• Data items:

========

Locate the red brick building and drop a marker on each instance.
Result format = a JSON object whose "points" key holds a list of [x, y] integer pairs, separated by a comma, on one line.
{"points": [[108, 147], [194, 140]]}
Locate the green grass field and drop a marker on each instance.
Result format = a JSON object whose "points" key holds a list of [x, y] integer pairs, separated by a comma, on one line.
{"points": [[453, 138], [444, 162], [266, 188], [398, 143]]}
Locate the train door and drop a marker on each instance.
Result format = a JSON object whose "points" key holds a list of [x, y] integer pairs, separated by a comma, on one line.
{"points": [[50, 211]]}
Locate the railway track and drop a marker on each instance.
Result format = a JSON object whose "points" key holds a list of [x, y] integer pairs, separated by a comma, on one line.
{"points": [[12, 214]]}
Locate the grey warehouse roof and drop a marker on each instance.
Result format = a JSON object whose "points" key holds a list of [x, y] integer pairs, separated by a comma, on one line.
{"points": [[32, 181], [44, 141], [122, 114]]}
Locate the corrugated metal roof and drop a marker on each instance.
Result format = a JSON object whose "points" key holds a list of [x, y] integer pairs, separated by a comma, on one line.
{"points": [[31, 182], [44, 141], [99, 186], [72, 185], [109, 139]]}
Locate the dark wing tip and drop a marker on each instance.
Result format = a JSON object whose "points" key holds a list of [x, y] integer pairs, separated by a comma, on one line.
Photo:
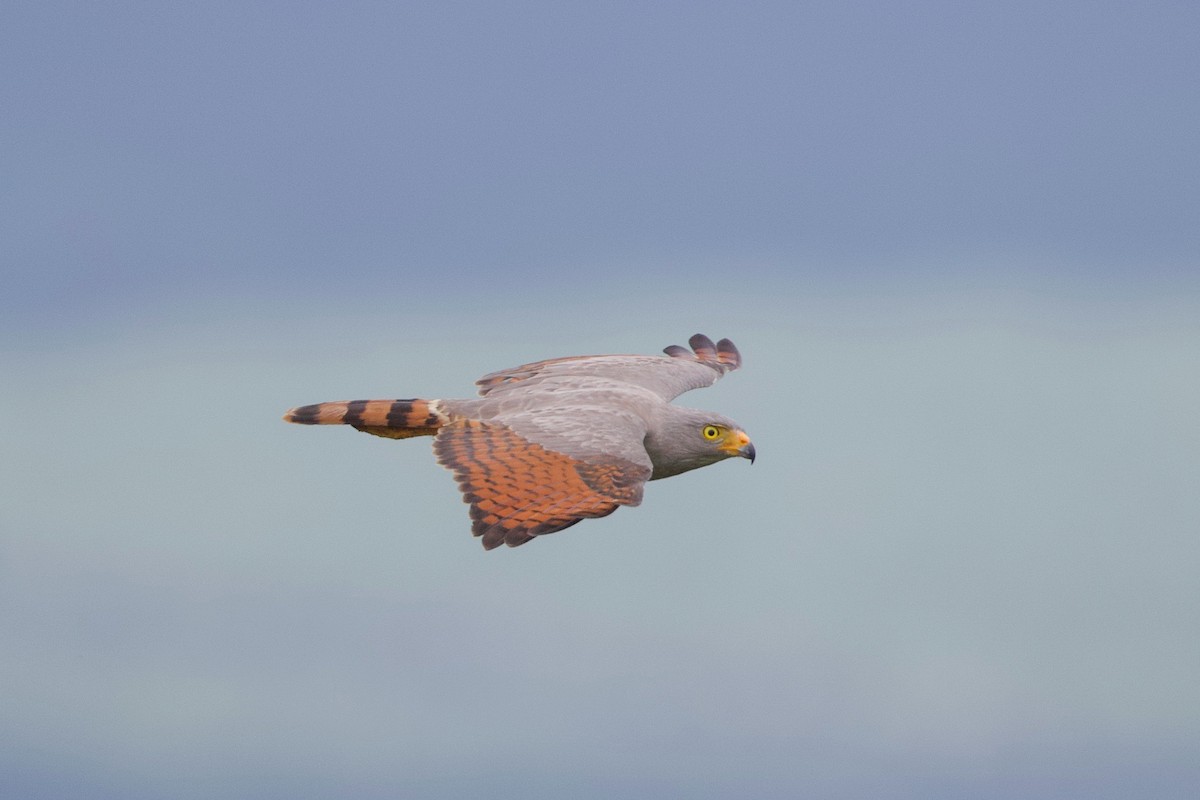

========

• WORK ORDER:
Print all data above verbatim, except pictures.

• TASK SOLUTION:
Locate the red brick building and drop a marker on each instance.
Result format = a JSON object whose "points" key holds a list of [x, y] integer pairs, separated by a comma, on one line.
{"points": [[108, 147], [194, 140]]}
Locate the green grass field and drop a marker on each instance.
Result format = a JSON object whose "points" key holds a list of [x, y] integer pairs, separated by a comma, on one line.
{"points": [[453, 138], [444, 162], [266, 188], [398, 143]]}
Locate the train door and drop a marker on each instance.
Result format = a JSON object whose "points" key holds a list of [x, y] integer pairs, separated by a comma, on one line.
{"points": [[50, 211]]}
Locate the railway track and drop a marker on each instance.
Result format = a JSON object whose "points" key holds a list of [x, y] integer pairs, separated by a comma, on one line.
{"points": [[12, 214]]}
Locate the grey warehouse roof and drop a marker on each instance.
Result format = a JSON object whose "points" key holds a list of [x, y] integer pairs, separated by a comma, on one line.
{"points": [[32, 181], [44, 141], [122, 114]]}
Locate the corrugated metal roof and drop a marker on each instance.
Result format = a JSON object whose "points" key holds a list of [x, y] integer pairs, separated by a comma, on one line.
{"points": [[31, 182], [44, 141], [99, 186], [72, 185], [109, 139]]}
Locate the dark wing tip and drop a marker on each instance.
Result format = a JSON object whose "points" key holds a list of [x, y] integer pairs, separated by a comma, on one line.
Photo:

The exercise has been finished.